EXERCISE DESCRIPTION =
Please update the items starting at the line that contains "[mark] the wooden slat" and continuing through the last item, replacing "wooden" with "timber" and leaving everything else as it is. Give back only those lines.

(Records of labeled points)
-- Start --
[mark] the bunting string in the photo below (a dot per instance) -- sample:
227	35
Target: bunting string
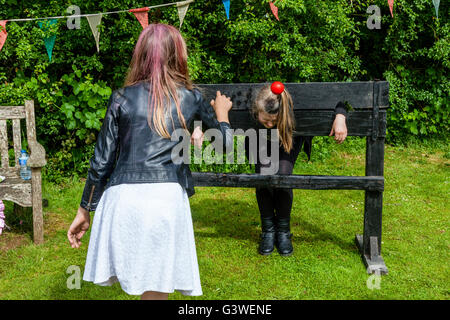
94	14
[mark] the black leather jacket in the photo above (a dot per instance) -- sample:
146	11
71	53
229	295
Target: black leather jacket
128	151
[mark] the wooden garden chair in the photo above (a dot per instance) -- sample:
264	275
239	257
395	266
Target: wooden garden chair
25	193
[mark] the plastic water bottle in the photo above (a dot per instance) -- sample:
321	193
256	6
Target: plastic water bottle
25	171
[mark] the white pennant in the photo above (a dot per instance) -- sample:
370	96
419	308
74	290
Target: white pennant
182	10
94	22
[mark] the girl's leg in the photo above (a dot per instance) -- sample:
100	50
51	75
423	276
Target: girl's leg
154	295
266	205
284	199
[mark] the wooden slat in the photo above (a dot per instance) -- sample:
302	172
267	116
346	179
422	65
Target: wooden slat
17	140
15	112
31	126
4	144
211	179
308	95
318	123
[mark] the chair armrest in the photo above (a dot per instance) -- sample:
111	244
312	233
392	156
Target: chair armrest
37	155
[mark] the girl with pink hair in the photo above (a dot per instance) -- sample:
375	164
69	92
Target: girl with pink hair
142	234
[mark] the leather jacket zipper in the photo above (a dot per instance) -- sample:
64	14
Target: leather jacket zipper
90	198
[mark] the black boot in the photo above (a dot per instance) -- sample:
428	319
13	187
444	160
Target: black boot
267	242
283	237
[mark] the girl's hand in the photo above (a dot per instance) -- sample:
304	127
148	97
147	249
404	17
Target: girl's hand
197	137
339	129
222	104
78	227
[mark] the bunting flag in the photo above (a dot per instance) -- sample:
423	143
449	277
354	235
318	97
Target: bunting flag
182	10
3	33
94	22
435	2
142	15
50	40
274	9
391	7
226	4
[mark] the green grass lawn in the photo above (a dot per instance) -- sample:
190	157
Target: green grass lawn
325	265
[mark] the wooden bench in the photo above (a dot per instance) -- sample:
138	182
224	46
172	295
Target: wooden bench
314	105
24	193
-- End --
FINAL RESULT =
[mark] the timber slat in the photo above (a dot per instance) -- sample:
302	172
267	116
346	179
422	65
Target: timber slat
17	140
15	112
31	126
4	144
211	179
308	95
318	123
[mark] the chair armrest in the photo above (a dot per instance) -- sample:
111	244
312	233
392	156
Target: chair armrest
37	155
[mark] the girl with pink hair in the photo above (a dot per instance) -- sample:
375	164
69	92
Target: girl with pink hair
142	234
[mark] the leather jacket zipper in the photo above (a dot per instance) -- sample:
64	14
Target: leather jacket zipper
90	198
[mark] the black boot in the photo above (a dot per instance) -- sample:
428	319
13	187
444	160
Target: black boot
267	242
283	237
[mark] the girl's hand in the photo above (a dot per instance) -- sample:
304	127
148	97
147	249
404	17
Target: girl's hand
197	137
339	129
222	104
78	227
[mark] the bunting flag in the photo above (a dot per instance) -- sample:
423	143
449	277
354	235
318	97
Target: bunting flag
182	10
3	33
94	22
435	2
142	15
50	40
274	9
391	7
226	4
[mark] the green grass lawn in the photo above (a dot per instance) -- sample:
190	157
Target: green grass lawn
325	265
[mark] the timber bench in the photo above (a dot per instance) -- sample:
138	182
224	46
172	295
Target: timber bench
314	105
24	193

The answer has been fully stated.